§ **ПОСТАВЛЕННАЯ ЗАДАЧА 1**
Отберите из записей все строки, где встречается слово «with».
§ **ПОСТАВЛЕННАЯ ЗАДАЧА 2**
Продолжите приведенные ниже воспоминания о штурме Грозного, начав сразу после их последнего предложения.

§ **ПОКАЗАННЫЙ ТЕКСТ**
§ §

Воспоминания о Первой Чеченской войне (Штурм Грозного).
18-летний срочник Стас Петров и представить не мог, что происходило там – у вокзала или больничного комплекса. С такими же, как он, зелеными пацанами Стас катал из стороны в сторону свою здоровенную пушку и палил по единственной заданной координате – «Туда!». Мимо проходили колонны бойцов. Стас молча смотрел, как они спускаются в Грозный. 
 
- Морпехов видели. Их рядом с нами выгрузили. Они такие, как будто только со склада: чистенькие, форма чистенькая, разгрузочка, вещмешки, все как надо, в полной выкладке. Выставились такой коробочкой, пирамидкой, все лишнее с себя поснимали, калаши в зубы, поехали. Все оно там так и осталось. Как они под новогоднюю ночь уехали, обратно никто не приехал. 
 
Кого именно тогда видел Стас, сейчас уже вряд ли можно установить. Морская пехота была брошена на Грозный после 7 января, когда стало понятно, что ни за два часа, ни даже за двое суток город не взять.

§ §

§ **ДОСТУПНЫЕ ДАННЫЕ**

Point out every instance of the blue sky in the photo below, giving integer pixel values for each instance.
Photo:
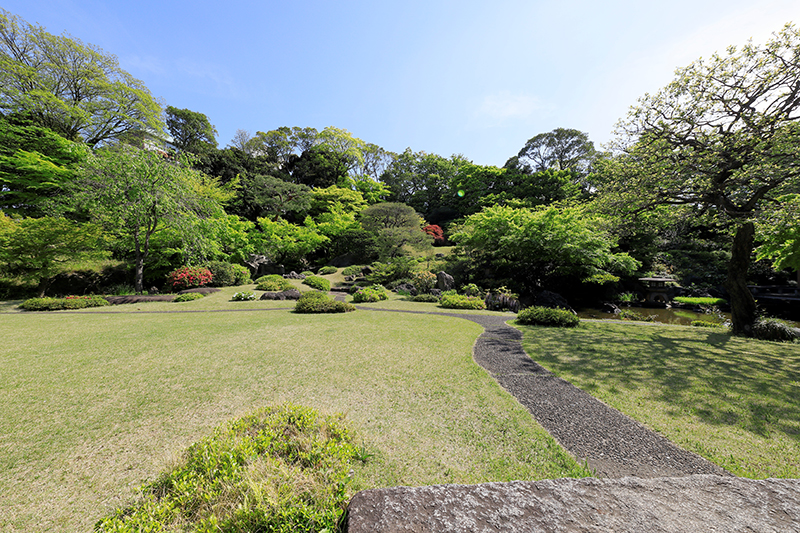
(477, 78)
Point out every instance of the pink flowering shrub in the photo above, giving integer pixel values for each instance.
(188, 278)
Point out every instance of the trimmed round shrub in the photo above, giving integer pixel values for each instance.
(373, 293)
(273, 283)
(546, 316)
(427, 298)
(227, 274)
(188, 278)
(316, 282)
(59, 304)
(772, 329)
(319, 302)
(188, 297)
(449, 300)
(243, 296)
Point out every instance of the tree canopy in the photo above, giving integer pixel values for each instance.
(722, 137)
(75, 89)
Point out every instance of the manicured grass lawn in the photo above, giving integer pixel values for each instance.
(732, 400)
(95, 403)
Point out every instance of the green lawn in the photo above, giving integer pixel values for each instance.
(97, 402)
(732, 400)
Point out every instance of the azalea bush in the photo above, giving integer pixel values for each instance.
(188, 278)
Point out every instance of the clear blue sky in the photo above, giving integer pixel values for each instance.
(476, 78)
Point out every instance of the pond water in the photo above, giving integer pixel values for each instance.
(681, 317)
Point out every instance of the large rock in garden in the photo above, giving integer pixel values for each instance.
(693, 503)
(288, 294)
(445, 282)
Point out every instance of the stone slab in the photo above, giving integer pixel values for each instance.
(685, 504)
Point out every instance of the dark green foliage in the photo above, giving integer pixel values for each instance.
(58, 304)
(771, 329)
(459, 301)
(273, 282)
(188, 297)
(545, 316)
(316, 282)
(282, 469)
(227, 274)
(319, 302)
(373, 293)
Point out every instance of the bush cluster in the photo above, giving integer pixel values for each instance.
(280, 469)
(273, 283)
(228, 275)
(316, 282)
(373, 293)
(772, 329)
(546, 316)
(319, 302)
(188, 278)
(188, 297)
(60, 304)
(243, 296)
(452, 300)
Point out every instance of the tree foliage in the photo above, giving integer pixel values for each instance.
(75, 89)
(723, 137)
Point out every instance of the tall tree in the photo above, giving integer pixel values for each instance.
(75, 89)
(136, 193)
(191, 131)
(560, 149)
(723, 137)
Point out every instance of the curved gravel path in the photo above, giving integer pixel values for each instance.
(612, 444)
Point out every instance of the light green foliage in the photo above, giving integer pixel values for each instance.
(136, 193)
(60, 304)
(188, 297)
(36, 248)
(73, 88)
(317, 282)
(320, 302)
(373, 293)
(779, 234)
(273, 283)
(533, 246)
(281, 469)
(545, 316)
(449, 300)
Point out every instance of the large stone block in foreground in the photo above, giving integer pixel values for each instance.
(685, 504)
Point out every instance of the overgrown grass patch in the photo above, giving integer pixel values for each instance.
(96, 404)
(732, 400)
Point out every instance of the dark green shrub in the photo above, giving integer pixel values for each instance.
(459, 301)
(188, 297)
(273, 283)
(319, 302)
(60, 304)
(546, 316)
(227, 274)
(280, 469)
(373, 293)
(316, 282)
(772, 329)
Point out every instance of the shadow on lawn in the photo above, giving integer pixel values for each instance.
(720, 379)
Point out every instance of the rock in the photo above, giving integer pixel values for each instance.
(288, 294)
(693, 503)
(552, 300)
(445, 282)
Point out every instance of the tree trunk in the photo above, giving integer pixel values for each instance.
(743, 305)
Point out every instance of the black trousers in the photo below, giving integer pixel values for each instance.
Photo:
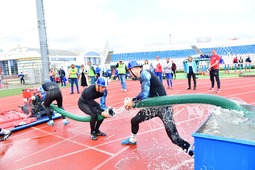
(91, 110)
(50, 97)
(165, 113)
(193, 75)
(215, 74)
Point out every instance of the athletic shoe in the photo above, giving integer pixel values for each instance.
(211, 89)
(190, 151)
(5, 134)
(127, 142)
(99, 133)
(50, 123)
(65, 121)
(93, 136)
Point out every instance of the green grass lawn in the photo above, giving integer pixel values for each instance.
(18, 90)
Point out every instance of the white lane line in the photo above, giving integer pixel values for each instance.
(109, 159)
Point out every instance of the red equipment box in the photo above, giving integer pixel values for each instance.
(27, 93)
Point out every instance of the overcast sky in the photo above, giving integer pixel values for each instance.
(87, 25)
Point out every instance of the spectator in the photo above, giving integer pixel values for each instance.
(83, 77)
(226, 66)
(248, 63)
(174, 70)
(62, 75)
(98, 71)
(21, 76)
(168, 73)
(235, 61)
(146, 65)
(122, 71)
(91, 73)
(158, 68)
(214, 71)
(240, 64)
(191, 72)
(73, 75)
(88, 105)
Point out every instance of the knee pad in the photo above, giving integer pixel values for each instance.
(110, 112)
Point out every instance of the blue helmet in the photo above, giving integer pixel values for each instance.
(133, 64)
(102, 81)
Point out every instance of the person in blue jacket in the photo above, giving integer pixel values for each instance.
(191, 72)
(88, 105)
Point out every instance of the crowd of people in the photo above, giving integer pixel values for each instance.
(94, 86)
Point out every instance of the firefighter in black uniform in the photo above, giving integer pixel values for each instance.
(89, 106)
(50, 92)
(151, 86)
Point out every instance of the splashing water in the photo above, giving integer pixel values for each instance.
(229, 124)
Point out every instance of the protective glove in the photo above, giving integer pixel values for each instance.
(110, 112)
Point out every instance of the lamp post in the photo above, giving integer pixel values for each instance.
(170, 38)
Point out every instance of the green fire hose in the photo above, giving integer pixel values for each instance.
(195, 98)
(73, 116)
(171, 100)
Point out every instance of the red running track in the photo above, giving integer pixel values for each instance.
(70, 147)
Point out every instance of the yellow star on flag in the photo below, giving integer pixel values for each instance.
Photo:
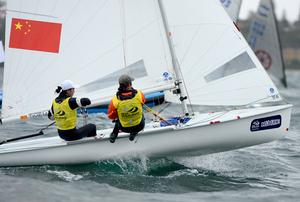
(18, 25)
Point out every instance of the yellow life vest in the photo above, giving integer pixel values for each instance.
(130, 112)
(65, 118)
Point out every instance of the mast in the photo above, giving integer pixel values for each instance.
(179, 80)
(283, 80)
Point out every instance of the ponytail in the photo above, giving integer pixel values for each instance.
(58, 89)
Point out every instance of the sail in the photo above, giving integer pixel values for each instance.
(217, 64)
(232, 7)
(89, 42)
(263, 37)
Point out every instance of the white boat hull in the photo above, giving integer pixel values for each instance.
(204, 134)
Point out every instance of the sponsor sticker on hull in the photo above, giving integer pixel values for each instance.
(266, 123)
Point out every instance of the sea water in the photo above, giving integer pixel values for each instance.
(268, 172)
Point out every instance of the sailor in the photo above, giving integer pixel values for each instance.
(64, 112)
(126, 109)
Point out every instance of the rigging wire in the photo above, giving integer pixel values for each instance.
(123, 25)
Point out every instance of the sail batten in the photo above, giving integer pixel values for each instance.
(264, 39)
(232, 7)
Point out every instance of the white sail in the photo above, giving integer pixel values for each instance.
(215, 59)
(95, 35)
(232, 7)
(263, 37)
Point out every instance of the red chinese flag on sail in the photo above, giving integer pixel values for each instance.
(35, 35)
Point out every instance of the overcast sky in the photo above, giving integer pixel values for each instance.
(292, 8)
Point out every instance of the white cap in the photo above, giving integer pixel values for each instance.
(68, 84)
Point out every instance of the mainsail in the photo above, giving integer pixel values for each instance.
(232, 7)
(264, 39)
(215, 59)
(94, 37)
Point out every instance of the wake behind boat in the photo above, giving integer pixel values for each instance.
(202, 134)
(194, 55)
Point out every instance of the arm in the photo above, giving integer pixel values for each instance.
(143, 98)
(112, 111)
(50, 114)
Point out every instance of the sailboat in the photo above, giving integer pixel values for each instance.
(233, 8)
(264, 38)
(189, 49)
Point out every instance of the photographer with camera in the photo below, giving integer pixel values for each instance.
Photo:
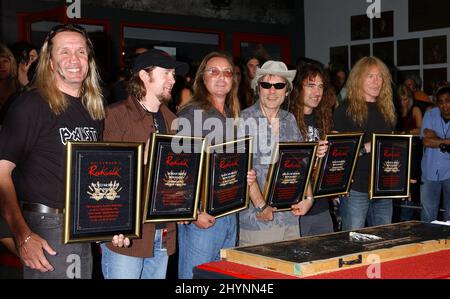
(436, 158)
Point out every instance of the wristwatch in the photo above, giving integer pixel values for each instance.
(443, 147)
(261, 209)
(309, 198)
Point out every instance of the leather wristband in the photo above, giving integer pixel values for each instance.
(259, 210)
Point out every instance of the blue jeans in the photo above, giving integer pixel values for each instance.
(198, 246)
(358, 208)
(119, 266)
(72, 260)
(431, 197)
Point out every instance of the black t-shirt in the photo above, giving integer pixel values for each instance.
(158, 121)
(322, 204)
(375, 124)
(34, 138)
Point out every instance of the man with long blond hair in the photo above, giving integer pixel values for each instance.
(369, 108)
(66, 105)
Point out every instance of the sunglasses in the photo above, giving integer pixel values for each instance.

§ §

§ **ОЖИДАЕМЫЙ ОТВЕТ 1**
Point out every instance of the photographer with camera in the photo below, giving integer pixel values for each instance.
Point out every instance of the man with long blond hair in the photo above, giving integer pixel values for each instance.

§ **ОЖИДАЕМЫЙ ОТВЕТ 2**
«Уралы» видели, которые катили туда, – продолжает вспоминать Стас. – Те, кто поближе к выходу, на нас смотрели – глаза такие грустные. Я понимаю, почему они на нас так смотрели. Мы сидим наверху, а им туда вниз спускаться. Такая обреченность. А потом мы видели, как они обратно, только уже не на «Уралах», а на наших эмтээлбэшках, уже привязанные сверху». 
 
За пару дней до штурма у дивизиона реквизировали тягачи МТ-ЛБ – многоцелевой бронетранспортер, на солдатском языке – эмтээлбэшка. Из Владикавказа их прибыло пять штук, но одна сломалась, только доехав до Грозного. На этих легкобронированных эмтээлбэшках 29 и 30 декабря вывозили гражданское население – «бабушек в основном, молодых я там не видел; и чеченцев, и русских». На этих же тягачах потом вывозили раненых и убитых. Раненых набивали внутрь, убитых укладывали на броню, сцепляли веревкой. По три-четыре ходки сделали только в новогоднюю ночь. Выбеленные краской внутренние стены бронетранспортеров за несколько дней стали бурыми от крови.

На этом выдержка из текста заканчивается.